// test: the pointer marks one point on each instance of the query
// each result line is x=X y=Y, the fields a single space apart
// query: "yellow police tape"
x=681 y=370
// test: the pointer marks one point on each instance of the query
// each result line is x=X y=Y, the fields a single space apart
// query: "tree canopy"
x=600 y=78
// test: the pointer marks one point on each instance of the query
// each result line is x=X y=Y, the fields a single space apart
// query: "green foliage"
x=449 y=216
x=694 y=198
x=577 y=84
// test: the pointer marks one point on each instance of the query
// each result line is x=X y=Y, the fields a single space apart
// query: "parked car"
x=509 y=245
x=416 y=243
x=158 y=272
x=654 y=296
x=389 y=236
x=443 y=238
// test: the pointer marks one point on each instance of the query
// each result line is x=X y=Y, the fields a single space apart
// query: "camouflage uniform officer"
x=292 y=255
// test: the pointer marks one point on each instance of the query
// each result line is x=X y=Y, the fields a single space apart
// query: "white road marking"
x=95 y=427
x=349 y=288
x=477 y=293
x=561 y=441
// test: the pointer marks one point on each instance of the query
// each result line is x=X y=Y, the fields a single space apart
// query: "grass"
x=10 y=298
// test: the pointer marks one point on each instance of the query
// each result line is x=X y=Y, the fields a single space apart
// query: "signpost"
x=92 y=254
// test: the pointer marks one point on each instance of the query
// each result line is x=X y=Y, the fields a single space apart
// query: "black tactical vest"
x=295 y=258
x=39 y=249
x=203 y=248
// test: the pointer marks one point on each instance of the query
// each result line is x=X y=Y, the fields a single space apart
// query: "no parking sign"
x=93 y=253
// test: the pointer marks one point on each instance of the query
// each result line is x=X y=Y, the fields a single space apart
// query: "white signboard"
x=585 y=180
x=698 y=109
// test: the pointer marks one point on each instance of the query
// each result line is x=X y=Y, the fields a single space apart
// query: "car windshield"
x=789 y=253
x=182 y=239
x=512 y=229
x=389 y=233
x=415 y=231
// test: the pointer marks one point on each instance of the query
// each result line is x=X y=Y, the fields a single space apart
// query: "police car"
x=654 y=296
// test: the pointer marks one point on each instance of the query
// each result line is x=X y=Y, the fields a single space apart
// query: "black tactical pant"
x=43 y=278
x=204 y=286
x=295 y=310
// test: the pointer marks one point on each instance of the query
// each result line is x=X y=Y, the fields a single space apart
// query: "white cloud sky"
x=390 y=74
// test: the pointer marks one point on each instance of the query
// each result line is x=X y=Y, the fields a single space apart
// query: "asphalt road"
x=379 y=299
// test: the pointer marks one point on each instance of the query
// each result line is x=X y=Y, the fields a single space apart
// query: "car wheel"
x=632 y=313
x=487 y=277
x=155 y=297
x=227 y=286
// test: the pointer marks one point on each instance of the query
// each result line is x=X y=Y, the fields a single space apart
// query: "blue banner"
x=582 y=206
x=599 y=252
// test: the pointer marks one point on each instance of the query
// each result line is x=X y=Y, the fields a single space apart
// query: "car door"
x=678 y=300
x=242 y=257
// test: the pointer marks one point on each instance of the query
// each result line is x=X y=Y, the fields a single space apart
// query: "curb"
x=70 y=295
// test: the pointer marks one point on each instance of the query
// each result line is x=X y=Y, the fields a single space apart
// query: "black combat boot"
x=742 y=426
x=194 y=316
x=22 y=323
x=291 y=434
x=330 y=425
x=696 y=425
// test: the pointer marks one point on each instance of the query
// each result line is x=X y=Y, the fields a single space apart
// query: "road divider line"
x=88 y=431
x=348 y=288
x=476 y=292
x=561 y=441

Exercise instructions: Reproduce the rows above, from the very first line through the line holding "x=681 y=370", inclusive.

The solution:
// test: the pointer marks one point on each instance of the query
// each result line is x=X y=Y, the fields a single space apart
// query: "yellow police tape"
x=681 y=370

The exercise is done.